**WHAT THE TASK REQUIRES:** Copy the data below word for word, leaving out the pictures.

++++++++

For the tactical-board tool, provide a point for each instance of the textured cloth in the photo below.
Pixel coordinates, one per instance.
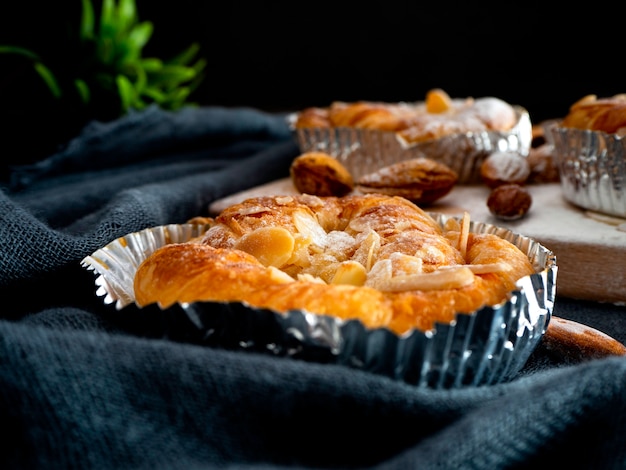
(84, 386)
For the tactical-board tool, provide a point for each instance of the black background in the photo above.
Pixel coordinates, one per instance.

++++++++

**RESULT FOR THIS EXERCISE:**
For the tactical-board tool, provide a point for each instance of the textured cloth in the photo below.
Pixel coordinates, one per instance.
(84, 386)
For the tactical-board tool, provide a point for each instance of the black background in the photo above.
Pixel coordinates, one per instance.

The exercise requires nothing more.